Supplied text:
····················

This blog is my place to vent and share resources with other parents of children of trauma. I try to be open and honest about my feelings in order to help others know they are not alone. Therapeutic parenting of adopted teenagers with RAD and other severe mental illnesses and issues (plus "neurotypical" teens) , is not easy, and there are time when I say what I feel... at the moment. We're all human!

Thursday, August 19, 2010

Dramatic Shut Down!


Bear had a meeting with his study skills trainer this morning, and I thought it was a good opportunity to address his issues with shutting down in ARDs. We started with just chatting, and the trainer commented on how animated and awake he seemed compared to how shut down he often is during their meetings. She attributed it to the morning hour (normally we meet in the afternoon).

We started by talking about the upcoming school year (school starts Tuesday), and what concerns Bear might have. Bear participated in the conversation and was very animated. He couldn't give details in how things are going to change though. Mostly he just said things like, "I'm going to do better in school," and when asked how he was going to do that he said, "I just am."

As things slowed down, I suggested talking about how Bear can address his shutting down in meetings and/or when he feels criticized. He needs to participate so he has input and has a chance of getting what he wants. Bear immediately focused on the fact that I hadn't told him he had an ARD that afternoon. I told him I hadn't wanted him to stress about it.

I wish I'd videotaped this. Within minutes, Bear went from being animated and participating to laying down with his eyes closed, his voice slurred, answering everything with "I don't know." So much for helping him work on not shutting down. The trainer and I talked to at him for the remainder of the session, but were never able to "get him back."

I did suggest to Bear that if he wanted, then he and I could talk about what he wants before meetings like this and that way if he gets overwhelmed then I could speak for him. He was too far gone to talk about it. I do continue to make suggestions and give advice even after he shuts down like this, because I've learned that sometimes more gets through then it seems at the time. If it is a true "fight, flight, or freeze" reaction he remembers nothing, but sometimes he's not totally gone. Plus, to continue to speak calmly sometimes helps him emotionally regulate (or at least it gives him time to calm down).

Obviously I've seen him shut down like this before, but never this quickly or dramatically. Actually I was surprised at how animated he'd been to start with since he's been so cranky lately, and is usually shut down during the entire training sessions. I think the surprise of the meeting helped (he'd forgotten she was coming).

At the conclusion of the meeting, Bear left the room and laid down on the couch in the living room, "NOT sleeping." Grandma had arrived while Bear and I were meeting with the trainer. Kitty came over with $.10 to buy a brownie (did I mention the issues with Bear about the brownies?) I was talking to mom about her opinion on selling brownies, and she told me the story of how selling baked goods came about. She said it was really supposed to be a joke.

····················

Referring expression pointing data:
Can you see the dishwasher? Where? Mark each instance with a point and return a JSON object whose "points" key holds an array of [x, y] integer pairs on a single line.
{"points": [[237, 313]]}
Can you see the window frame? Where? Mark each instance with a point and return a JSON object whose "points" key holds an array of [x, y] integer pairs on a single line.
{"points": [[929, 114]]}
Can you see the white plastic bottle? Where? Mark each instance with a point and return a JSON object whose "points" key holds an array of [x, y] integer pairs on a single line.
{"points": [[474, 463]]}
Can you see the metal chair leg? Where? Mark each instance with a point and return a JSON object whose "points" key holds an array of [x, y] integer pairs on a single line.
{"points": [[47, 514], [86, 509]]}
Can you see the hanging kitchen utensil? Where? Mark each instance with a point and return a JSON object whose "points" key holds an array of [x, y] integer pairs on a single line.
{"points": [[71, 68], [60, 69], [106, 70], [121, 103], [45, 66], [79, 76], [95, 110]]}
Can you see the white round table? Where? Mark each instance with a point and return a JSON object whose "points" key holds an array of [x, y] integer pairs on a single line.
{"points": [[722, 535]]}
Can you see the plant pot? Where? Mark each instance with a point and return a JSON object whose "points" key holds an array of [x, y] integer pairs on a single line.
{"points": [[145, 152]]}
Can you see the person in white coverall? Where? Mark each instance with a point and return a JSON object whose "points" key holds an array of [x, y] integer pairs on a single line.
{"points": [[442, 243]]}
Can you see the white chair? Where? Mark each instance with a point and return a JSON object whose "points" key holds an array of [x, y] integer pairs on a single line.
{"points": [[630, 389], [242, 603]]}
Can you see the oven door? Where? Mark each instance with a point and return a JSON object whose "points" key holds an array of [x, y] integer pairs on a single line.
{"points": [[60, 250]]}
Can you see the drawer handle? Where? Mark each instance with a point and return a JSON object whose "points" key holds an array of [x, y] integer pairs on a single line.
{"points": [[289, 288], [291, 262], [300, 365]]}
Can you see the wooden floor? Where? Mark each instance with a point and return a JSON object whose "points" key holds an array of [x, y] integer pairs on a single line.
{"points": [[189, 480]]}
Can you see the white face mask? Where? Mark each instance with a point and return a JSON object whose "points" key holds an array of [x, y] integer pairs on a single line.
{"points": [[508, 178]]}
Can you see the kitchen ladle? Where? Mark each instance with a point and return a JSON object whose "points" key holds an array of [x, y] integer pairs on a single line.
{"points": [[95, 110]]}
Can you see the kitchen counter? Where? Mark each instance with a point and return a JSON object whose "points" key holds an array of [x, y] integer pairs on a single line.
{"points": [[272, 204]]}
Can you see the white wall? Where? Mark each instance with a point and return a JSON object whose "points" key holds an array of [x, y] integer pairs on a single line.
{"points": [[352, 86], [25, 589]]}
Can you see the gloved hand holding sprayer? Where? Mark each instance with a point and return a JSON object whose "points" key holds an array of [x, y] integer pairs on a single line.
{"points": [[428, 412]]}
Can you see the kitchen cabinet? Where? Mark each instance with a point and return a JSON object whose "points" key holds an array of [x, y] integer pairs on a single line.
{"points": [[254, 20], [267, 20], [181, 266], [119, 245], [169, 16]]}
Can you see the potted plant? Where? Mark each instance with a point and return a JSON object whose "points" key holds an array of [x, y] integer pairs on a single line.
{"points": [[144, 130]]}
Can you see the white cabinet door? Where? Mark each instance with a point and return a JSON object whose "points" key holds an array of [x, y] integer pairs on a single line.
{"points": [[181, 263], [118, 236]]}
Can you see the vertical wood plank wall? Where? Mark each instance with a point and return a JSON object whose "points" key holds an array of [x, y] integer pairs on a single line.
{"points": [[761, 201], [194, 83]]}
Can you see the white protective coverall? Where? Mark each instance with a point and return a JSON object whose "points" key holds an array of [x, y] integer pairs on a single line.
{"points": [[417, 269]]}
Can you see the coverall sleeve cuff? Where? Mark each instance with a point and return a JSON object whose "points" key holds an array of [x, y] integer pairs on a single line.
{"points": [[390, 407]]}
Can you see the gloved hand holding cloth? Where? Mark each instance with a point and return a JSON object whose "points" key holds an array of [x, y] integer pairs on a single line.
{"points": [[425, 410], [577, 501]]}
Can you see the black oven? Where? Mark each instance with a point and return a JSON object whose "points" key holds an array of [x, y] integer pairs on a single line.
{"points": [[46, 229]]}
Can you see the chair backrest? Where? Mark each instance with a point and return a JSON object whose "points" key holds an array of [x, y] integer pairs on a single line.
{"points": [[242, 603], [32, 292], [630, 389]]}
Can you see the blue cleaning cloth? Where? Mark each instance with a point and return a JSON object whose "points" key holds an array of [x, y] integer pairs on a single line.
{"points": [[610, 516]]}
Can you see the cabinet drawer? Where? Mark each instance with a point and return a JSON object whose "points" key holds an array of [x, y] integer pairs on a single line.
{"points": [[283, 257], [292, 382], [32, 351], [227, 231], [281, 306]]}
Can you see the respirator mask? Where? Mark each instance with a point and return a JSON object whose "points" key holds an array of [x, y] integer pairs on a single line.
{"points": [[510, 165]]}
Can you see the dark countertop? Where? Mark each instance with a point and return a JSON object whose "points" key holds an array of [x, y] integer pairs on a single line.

····················

Task objective: Please write the next part of the blog post about Bear shutting down in the meeting, starting after its last sentence.

Output:
Bear was furious we were talking about him, and started complaining about how I was, "always telling him he's wrong." I told him this wasn't true, and gently pointed out that he was upset and therefore his perception is off.

A few minutes later Bear, with his eyes shut and in his most burly and intimidating voice, continued arguing with me. He said he wasn't going to the IEP/ARD meeting. Children don't have to go so he wasn't. Hubby (He used Hubby's first name which he hasn't done since before he went to residential, and only does when he's super mad) and I could go to the meeting without him. I told him he's 17 now and he needs to go. I repeated what we said in the skill training meeting that if he doesn't speak up in the meetings, then of course he's not going to be heard.

Bear said it didn't matter if he said something in meetings, no one listened. I reminded him that just because they didn't do what he wanted didn't mean they weren't listening. Sometimes his actions speak louder than his words, and decisions have to be made based on those, not his promises. He is a vital member of the team, but he is not the boss and he does not get to make all the decisions.

I felt guilty but I left the house with him still mildly upset. I knew they would be going swimming soon (they'd tried to go earlier but the pool wasn't open). I hoped he would stay calm enough to be safe with Grandma, but my PTSD was so triggered I was shaking and I had to get out of there.

Two hours later he called me. As usual it was as though the whole morning hadn't happened. He started asking me questions about the course schedule so he could tell the school what type of welding class he wanted.

What happened at the ARD will be my next post, but I have to tell you guys this:

Bear arrived at the ARD, awake and animated. He spoke up and volunteered some information. He shut down a little toward the end (it was a 2.5 hour long meeting so I can't say I blame him!), but not completely. He handled the critiques and frank discussion of last year's behavior pretty well. I was totally impressed and said so a few times during the meeting. (I worried a little that people would see this Bear and assume he'd changed/matured over the Summer, and we would have a set back in our progress on getting Bear what he needed, but their decisions were already made so this didn't have an effect after all).